> [TASK SET]:
[1] Write out the passage about the COVID-19 case estimates word for word, everything from "Of those 71" down to "to the algorithm.".
[2] List each distinct figure stated in millions in the passage about the COVID-19 case estimates below, giving each one once.

World health experts have long suspected that the incidence of COVID-19 has been higher than reported. Now, a machine-learning algorithm developed at UT Southwestern estimates that the number of COVID-19 cases in the U.S. since the pandemic began is nearly three times that of confirmed cases.
The algorithm, described in a study published today in PLOS ONE, provides daily updated estimates of total infections to date as well as how many people are currently infected across the U.S. and in 50 countries hardest hit by the pandemic.
As of Feb. 4, according to the model's calculations, more than 71 million people in the U.S. – 21.5 percent of Americans – had contracted COVID-19. That compares with the substantially smaller 26.7 million publicly reported number of confirmed cases, says Jungsik Noh, Ph.D., a UT Southwestern assistant professor in the Lyda Hill Department of Bioinformatics and first author of the study.
Of those 71 million Americans estimated to have had COVID-19, 7 million (2.1 percent of the U.S. population) had current infections and were potentially contagious on Feb. 4, according to the algorithm.

> [DATASET CONTENT]:

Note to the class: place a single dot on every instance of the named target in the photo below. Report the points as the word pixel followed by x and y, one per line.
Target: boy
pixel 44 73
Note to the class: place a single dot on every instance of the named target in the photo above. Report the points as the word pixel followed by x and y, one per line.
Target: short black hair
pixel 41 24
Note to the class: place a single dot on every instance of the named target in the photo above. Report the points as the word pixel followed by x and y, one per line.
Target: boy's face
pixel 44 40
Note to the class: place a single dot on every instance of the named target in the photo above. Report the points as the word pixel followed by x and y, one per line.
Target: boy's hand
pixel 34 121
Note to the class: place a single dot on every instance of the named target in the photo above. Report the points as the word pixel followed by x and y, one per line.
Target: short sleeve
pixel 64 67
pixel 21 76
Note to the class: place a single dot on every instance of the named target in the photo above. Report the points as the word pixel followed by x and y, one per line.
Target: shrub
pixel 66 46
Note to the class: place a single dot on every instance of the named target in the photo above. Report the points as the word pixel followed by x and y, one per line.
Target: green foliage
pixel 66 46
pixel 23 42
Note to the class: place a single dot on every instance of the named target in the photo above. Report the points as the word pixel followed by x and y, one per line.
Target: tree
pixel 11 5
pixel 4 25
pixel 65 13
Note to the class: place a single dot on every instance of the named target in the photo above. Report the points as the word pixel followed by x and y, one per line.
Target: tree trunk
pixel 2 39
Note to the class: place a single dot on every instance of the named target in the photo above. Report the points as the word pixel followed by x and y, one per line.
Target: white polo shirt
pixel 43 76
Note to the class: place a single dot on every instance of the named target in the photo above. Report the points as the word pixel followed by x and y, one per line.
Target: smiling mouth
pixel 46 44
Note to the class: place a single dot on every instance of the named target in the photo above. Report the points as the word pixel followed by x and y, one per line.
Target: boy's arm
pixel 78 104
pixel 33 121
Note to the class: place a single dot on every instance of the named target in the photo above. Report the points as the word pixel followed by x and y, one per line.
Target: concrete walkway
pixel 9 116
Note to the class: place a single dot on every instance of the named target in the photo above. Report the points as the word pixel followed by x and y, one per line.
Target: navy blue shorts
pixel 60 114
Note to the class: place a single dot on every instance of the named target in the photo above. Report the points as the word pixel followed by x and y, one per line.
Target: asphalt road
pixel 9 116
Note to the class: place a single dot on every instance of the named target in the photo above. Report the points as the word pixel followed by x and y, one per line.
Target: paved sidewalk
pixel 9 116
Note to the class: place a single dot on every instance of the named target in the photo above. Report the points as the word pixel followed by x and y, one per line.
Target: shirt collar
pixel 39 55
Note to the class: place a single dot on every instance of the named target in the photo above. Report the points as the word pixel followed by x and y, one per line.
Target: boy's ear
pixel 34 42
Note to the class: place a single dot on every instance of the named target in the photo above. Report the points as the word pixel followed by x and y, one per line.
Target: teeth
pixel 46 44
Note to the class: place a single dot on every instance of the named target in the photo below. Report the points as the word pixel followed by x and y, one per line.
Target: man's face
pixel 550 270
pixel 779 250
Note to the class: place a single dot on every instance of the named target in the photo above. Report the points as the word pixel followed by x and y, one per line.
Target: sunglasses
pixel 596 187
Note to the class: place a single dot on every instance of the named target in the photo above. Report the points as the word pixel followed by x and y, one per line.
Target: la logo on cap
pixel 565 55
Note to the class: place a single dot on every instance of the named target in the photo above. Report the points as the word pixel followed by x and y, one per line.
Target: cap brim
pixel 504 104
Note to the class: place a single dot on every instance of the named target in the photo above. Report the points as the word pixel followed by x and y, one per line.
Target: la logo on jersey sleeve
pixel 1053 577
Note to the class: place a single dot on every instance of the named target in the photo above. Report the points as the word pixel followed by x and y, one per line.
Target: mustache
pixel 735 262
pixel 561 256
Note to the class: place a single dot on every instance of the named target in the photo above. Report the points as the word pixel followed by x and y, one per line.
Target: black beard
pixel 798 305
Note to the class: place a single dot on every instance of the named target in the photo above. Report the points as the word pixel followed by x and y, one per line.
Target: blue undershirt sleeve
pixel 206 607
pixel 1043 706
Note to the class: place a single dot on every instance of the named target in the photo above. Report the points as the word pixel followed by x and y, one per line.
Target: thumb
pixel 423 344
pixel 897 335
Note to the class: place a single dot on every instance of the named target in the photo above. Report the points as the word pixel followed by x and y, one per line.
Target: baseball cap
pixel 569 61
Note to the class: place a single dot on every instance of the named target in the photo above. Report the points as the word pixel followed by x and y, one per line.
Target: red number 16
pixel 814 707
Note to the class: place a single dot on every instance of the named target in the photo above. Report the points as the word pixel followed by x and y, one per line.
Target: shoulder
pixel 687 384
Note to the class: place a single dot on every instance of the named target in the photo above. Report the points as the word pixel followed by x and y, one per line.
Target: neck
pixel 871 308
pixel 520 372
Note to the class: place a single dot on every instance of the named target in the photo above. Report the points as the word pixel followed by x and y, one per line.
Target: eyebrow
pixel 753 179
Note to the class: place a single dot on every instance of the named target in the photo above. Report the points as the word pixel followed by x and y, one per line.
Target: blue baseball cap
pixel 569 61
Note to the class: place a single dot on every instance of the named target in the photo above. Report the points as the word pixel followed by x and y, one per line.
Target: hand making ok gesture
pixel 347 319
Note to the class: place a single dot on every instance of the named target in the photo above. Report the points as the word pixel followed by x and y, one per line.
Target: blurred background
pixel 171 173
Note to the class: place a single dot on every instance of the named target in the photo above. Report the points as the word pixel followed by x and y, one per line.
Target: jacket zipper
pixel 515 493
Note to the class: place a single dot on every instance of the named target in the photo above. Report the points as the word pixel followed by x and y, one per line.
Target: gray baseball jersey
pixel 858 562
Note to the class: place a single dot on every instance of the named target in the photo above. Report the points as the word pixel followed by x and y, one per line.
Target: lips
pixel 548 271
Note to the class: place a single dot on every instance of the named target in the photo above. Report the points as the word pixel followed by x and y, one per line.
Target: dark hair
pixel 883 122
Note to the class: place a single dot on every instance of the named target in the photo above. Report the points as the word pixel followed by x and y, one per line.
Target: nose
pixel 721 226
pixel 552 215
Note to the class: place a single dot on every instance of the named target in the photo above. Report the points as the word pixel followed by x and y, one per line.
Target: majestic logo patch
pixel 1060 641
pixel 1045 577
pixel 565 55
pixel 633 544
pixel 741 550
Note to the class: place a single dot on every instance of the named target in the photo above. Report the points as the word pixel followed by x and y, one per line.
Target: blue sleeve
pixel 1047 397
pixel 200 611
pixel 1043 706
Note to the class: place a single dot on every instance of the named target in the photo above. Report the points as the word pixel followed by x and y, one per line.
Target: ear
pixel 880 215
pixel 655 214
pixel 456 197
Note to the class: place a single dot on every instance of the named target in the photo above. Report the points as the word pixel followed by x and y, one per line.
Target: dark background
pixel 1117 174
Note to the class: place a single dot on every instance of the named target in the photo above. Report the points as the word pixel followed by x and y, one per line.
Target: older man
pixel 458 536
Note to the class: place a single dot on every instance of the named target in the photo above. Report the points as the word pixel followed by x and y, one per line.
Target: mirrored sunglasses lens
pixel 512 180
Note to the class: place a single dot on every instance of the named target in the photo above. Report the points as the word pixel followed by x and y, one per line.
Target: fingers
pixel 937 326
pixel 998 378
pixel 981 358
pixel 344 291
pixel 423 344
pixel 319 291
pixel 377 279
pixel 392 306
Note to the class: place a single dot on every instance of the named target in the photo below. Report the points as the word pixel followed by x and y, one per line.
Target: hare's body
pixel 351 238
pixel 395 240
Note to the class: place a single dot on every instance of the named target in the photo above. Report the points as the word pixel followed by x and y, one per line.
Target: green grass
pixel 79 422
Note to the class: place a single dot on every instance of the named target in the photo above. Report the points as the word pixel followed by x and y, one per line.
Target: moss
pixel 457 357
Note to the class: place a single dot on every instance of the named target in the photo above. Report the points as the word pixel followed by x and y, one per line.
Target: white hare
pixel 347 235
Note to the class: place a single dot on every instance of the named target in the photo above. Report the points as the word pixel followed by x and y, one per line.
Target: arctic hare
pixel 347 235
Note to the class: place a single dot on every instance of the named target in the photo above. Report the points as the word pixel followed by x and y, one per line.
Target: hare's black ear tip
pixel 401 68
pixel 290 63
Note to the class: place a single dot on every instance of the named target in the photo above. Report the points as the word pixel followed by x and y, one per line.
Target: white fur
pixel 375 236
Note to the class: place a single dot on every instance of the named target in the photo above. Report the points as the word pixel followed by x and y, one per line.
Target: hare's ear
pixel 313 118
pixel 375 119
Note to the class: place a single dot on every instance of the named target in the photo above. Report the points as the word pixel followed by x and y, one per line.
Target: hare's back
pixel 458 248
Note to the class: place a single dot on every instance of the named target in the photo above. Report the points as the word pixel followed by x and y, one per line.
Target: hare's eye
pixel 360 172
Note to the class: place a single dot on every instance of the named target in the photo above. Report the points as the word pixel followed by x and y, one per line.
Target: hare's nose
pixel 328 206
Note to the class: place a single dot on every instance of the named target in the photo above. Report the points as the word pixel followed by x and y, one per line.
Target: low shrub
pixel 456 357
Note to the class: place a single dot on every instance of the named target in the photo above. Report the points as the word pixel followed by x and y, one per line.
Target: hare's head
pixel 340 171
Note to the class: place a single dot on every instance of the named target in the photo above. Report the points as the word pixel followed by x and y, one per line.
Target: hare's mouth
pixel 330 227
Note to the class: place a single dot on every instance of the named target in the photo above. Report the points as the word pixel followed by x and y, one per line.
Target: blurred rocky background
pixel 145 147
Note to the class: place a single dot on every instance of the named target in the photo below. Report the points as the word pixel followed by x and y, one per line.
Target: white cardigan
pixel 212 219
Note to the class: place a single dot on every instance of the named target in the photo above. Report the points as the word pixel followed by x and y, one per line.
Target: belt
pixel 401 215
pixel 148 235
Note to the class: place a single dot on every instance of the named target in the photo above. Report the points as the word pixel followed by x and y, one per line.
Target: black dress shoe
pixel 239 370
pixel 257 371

> [ANSWER SET]:
[1]
Of those 71 million Americans estimated to have had COVID-19, 7 million (2.1 percent of the U.S. population) had current infections and were potentially contagious on Feb. 4, according to the algorithm.

[2]
71 million
26.7 million
7 million